▶
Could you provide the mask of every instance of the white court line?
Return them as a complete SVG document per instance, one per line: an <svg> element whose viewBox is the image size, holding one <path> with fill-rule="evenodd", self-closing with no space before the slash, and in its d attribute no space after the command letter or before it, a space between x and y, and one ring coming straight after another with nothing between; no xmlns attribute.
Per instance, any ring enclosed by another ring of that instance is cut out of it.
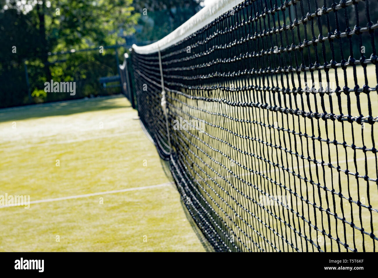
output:
<svg viewBox="0 0 378 278"><path fill-rule="evenodd" d="M12 150L15 149L27 149L29 148L33 147L39 147L40 146L50 146L50 145L56 145L59 144L67 144L69 143L73 143L75 142L82 142L83 141L87 141L89 140L93 140L96 139L101 139L102 138L109 138L112 137L116 137L117 136L121 136L122 135L128 135L130 134L136 133L135 132L122 132L121 133L116 133L114 134L110 134L108 135L102 135L99 136L93 136L93 137L89 137L86 138L81 138L77 139L72 139L71 140L67 140L64 141L58 141L57 142L51 142L46 143L40 143L39 144L32 144L25 146L20 145L16 147L12 147L10 148L3 148L0 149L0 151L3 150Z"/></svg>
<svg viewBox="0 0 378 278"><path fill-rule="evenodd" d="M105 195L106 194L113 194L115 193L120 193L121 192L126 192L128 191L135 191L136 190L143 190L144 189L149 189L150 188L154 188L157 187L161 187L162 186L166 186L172 184L171 182L167 182L165 183L155 185L148 185L146 186L141 186L140 187L132 187L131 188L125 188L125 189L121 189L118 190L112 190L111 191L104 191L102 192L96 192L96 193L91 193L89 194L83 194L80 195L74 195L73 196L68 196L65 197L60 197L59 198L54 198L50 199L45 199L44 200L39 200L37 201L32 201L29 203L47 203L51 202L56 202L57 201L62 201L64 200L69 200L70 199L76 199L78 198L85 198L86 197L90 197L92 196L98 196L98 195ZM11 205L0 206L0 208L7 208L9 207L17 207L23 206L19 206L17 205Z"/></svg>

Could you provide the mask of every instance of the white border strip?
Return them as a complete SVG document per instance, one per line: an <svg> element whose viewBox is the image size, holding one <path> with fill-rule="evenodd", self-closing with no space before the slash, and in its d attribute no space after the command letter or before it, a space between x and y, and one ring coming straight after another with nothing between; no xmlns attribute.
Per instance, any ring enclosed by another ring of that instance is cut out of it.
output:
<svg viewBox="0 0 378 278"><path fill-rule="evenodd" d="M149 54L163 50L208 24L217 18L244 2L245 0L216 0L201 9L175 31L157 42L148 45L138 47L135 44L133 49L139 54Z"/></svg>
<svg viewBox="0 0 378 278"><path fill-rule="evenodd" d="M173 184L172 182L167 182L165 183L161 184L157 184L155 185L148 185L146 186L140 186L139 187L132 187L130 188L126 188L125 189L121 189L119 190L112 190L112 191L104 191L102 192L96 192L96 193L91 193L89 194L83 194L81 195L74 195L73 196L67 196L65 197L60 197L60 198L54 198L51 199L45 199L44 200L39 200L37 201L32 201L29 203L48 203L51 202L56 202L57 201L62 201L64 200L69 200L70 199L77 199L78 198L85 198L86 197L90 197L92 196L98 196L98 195L103 195L105 194L113 194L115 193L120 193L121 192L126 192L128 191L135 191L135 190L143 190L144 189L149 189L150 188L154 188L156 187L161 187L162 186L166 186ZM19 206L18 205L13 205L6 206L0 206L0 208L8 208L10 207L20 207L23 206Z"/></svg>

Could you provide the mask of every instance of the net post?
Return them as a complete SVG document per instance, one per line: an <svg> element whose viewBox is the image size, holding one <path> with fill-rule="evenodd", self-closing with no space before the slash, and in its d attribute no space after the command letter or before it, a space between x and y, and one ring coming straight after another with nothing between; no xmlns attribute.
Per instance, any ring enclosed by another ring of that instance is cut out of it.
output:
<svg viewBox="0 0 378 278"><path fill-rule="evenodd" d="M169 126L168 121L168 112L167 108L167 99L166 98L166 92L164 90L164 79L163 78L163 69L161 66L161 56L160 55L160 49L158 49L158 53L159 54L159 67L160 70L161 81L161 107L163 108L163 112L166 118L166 127L167 128L167 138L168 140L168 145L169 146L169 154L172 153L172 147L170 143L170 134L169 132Z"/></svg>

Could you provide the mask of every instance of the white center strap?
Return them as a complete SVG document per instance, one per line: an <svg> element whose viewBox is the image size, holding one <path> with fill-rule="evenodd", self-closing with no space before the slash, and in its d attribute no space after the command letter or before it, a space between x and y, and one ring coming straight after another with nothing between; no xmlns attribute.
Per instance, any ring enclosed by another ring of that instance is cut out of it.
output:
<svg viewBox="0 0 378 278"><path fill-rule="evenodd" d="M168 139L168 143L169 146L170 154L172 150L170 144L170 134L169 132L169 125L168 121L168 109L167 108L167 99L166 98L166 92L164 89L164 79L163 78L163 69L161 66L161 57L160 56L160 50L158 50L159 54L159 67L160 69L160 76L161 81L161 107L166 118L166 127L167 128L167 138Z"/></svg>

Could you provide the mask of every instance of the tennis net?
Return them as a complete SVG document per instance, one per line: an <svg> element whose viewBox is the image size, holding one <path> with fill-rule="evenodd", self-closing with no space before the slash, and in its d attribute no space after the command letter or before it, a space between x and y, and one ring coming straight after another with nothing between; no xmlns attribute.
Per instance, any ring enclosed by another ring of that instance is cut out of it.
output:
<svg viewBox="0 0 378 278"><path fill-rule="evenodd" d="M377 16L219 0L133 46L141 121L216 251L375 251Z"/></svg>

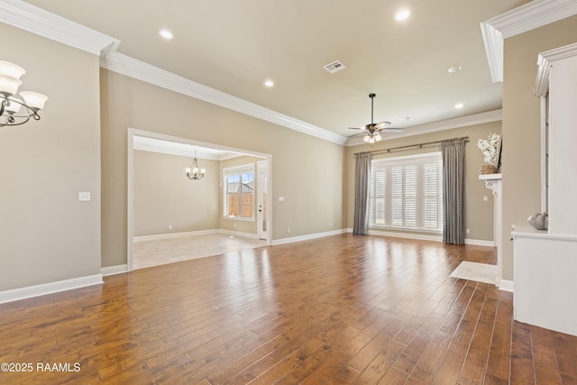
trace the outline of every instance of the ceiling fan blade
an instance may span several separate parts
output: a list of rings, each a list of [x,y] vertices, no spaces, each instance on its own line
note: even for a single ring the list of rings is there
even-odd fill
[[[379,130],[381,133],[404,133],[405,130],[402,128],[383,128],[382,130]]]
[[[390,125],[390,122],[387,122],[387,121],[382,121],[382,122],[379,122],[378,124],[375,124],[375,128],[377,130],[380,130],[382,128],[387,128]]]

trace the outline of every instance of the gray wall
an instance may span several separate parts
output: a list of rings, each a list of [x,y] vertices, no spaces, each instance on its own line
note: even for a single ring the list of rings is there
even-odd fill
[[[505,41],[503,81],[503,279],[513,280],[514,225],[541,210],[540,101],[533,96],[537,55],[577,41],[577,16]]]
[[[41,119],[0,127],[0,290],[100,274],[98,57],[0,23]],[[78,192],[92,194],[78,202]]]
[[[103,266],[126,263],[129,127],[271,154],[273,240],[345,225],[342,145],[105,69],[101,105]]]
[[[408,131],[410,130],[408,129]],[[469,136],[470,142],[465,149],[465,193],[466,193],[466,227],[471,233],[466,234],[467,239],[478,241],[494,241],[493,236],[493,195],[485,187],[483,181],[479,180],[479,170],[484,164],[483,155],[476,143],[479,139],[486,139],[490,133],[500,133],[501,122],[492,122],[484,124],[471,125],[463,128],[455,128],[438,133],[421,135],[408,136],[401,139],[385,140],[375,143],[372,147],[368,144],[350,147],[347,154],[347,225],[353,227],[354,212],[354,152],[366,151],[377,151],[379,149],[418,144],[428,142],[440,141],[462,136]],[[417,153],[433,152],[441,151],[439,144],[425,146],[422,149],[407,149],[393,151],[389,154],[375,155],[378,158],[390,158],[396,156],[412,155]],[[488,200],[483,200],[487,197]],[[392,230],[383,230],[392,232]],[[407,233],[407,232],[404,232]],[[430,234],[427,234],[430,235]]]
[[[218,228],[218,160],[199,159],[206,175],[190,180],[189,157],[135,150],[133,160],[134,236]]]

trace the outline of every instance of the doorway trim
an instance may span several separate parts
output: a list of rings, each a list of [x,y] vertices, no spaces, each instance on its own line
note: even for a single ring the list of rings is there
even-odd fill
[[[228,151],[233,152],[240,152],[245,155],[252,155],[260,158],[266,159],[269,162],[269,183],[267,186],[267,195],[272,197],[272,155],[257,152],[249,150],[238,149],[234,147],[223,146],[215,143],[209,143],[206,142],[194,141],[191,139],[180,138],[177,136],[166,135],[159,133],[152,133],[150,131],[138,130],[135,128],[128,127],[128,143],[127,143],[127,174],[126,174],[126,270],[127,271],[133,270],[133,243],[134,238],[134,137],[142,136],[151,139],[159,139],[162,141],[174,142],[178,143],[192,144],[203,147],[209,147],[217,150]],[[272,245],[272,206],[269,206],[267,211],[267,222],[269,225],[269,236],[267,237],[267,245]],[[258,235],[258,231],[257,231]]]

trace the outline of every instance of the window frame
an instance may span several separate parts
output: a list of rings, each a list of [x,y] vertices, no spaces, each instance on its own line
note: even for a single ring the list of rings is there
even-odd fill
[[[436,177],[433,181],[429,181],[429,189],[426,188],[426,165],[436,164],[436,169],[433,170],[429,166],[429,177],[431,173],[436,173]],[[417,167],[416,178],[411,179],[410,173],[406,171],[410,167]],[[396,171],[396,179],[393,181],[393,170]],[[400,172],[400,174],[399,174]],[[376,176],[379,177],[375,182]],[[436,186],[435,186],[436,181]],[[400,215],[401,224],[398,222],[393,225],[393,218],[398,220],[398,210],[393,208],[393,184],[402,191],[400,196],[402,199],[402,213]],[[411,213],[413,215],[406,214],[406,187],[407,184],[415,184],[417,193],[416,208]],[[376,190],[377,184],[380,190]],[[433,186],[432,186],[433,185]],[[383,188],[384,186],[384,188]],[[436,199],[435,202],[430,200],[431,188],[436,188]],[[384,189],[384,194],[382,193]],[[429,199],[426,199],[426,192]],[[376,195],[376,193],[378,193]],[[377,200],[375,200],[377,199]],[[380,199],[380,200],[379,200]],[[428,204],[428,205],[426,205]],[[428,212],[426,208],[429,208]],[[380,210],[380,211],[377,211]],[[436,211],[435,222],[436,227],[431,226],[432,216],[431,211]],[[407,225],[405,221],[415,216],[415,225]],[[408,155],[394,158],[373,159],[371,161],[371,175],[369,181],[369,226],[376,229],[390,229],[402,230],[418,233],[443,233],[443,160],[440,151],[426,152],[417,155]],[[427,225],[428,224],[428,225]]]
[[[229,177],[234,177],[234,176],[237,176],[239,178],[239,183],[242,185],[243,184],[243,175],[245,174],[252,174],[252,216],[234,216],[234,215],[229,215],[227,214],[228,212],[228,183],[227,183],[227,179]],[[223,218],[224,219],[229,219],[229,220],[234,220],[234,221],[247,221],[247,222],[254,222],[256,221],[256,213],[255,213],[255,202],[256,202],[256,174],[255,174],[255,167],[254,167],[254,163],[248,163],[248,164],[243,164],[243,165],[239,165],[239,166],[232,166],[232,167],[226,167],[223,169],[223,177],[222,177],[222,195],[223,195]],[[237,192],[239,197],[238,197],[238,203],[239,203],[239,207],[238,207],[238,211],[239,213],[243,212],[243,191],[242,188],[239,188],[239,191]]]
◀
● **Exercise goal**: Please render the stretch of the listing from the line containing "Could you provide the mask of every instance of the net" through the line containing "126L168 121L168 112L167" as a JSON list of strings, one string per line, with blank lines left out.

● **Written reply**:
[
  "Could you provide the mask of every instance of the net post?",
  "Return them as a complete SVG document per instance, one per line: an <svg> element whose viewBox is the image size, holding one <path> with fill-rule=\"evenodd\", self-closing with no space before the slash, and in its d attribute no space after the command letter or before it, a space between x and y, and one ring coming straight after another with nothing between; no xmlns attribute.",
  "Per instance, any ring enclosed by another ring of that instance is cut out of it.",
  "output:",
  "<svg viewBox=\"0 0 378 278\"><path fill-rule=\"evenodd\" d=\"M169 126L168 121L168 112L167 108L167 99L166 98L166 92L164 90L164 79L163 78L163 69L161 66L161 56L160 55L160 49L158 49L158 53L159 54L159 67L160 70L161 81L161 107L163 108L163 112L166 118L166 127L167 128L167 138L168 140L168 145L169 146L169 154L172 153L172 147L170 143L170 134L169 132Z\"/></svg>"
]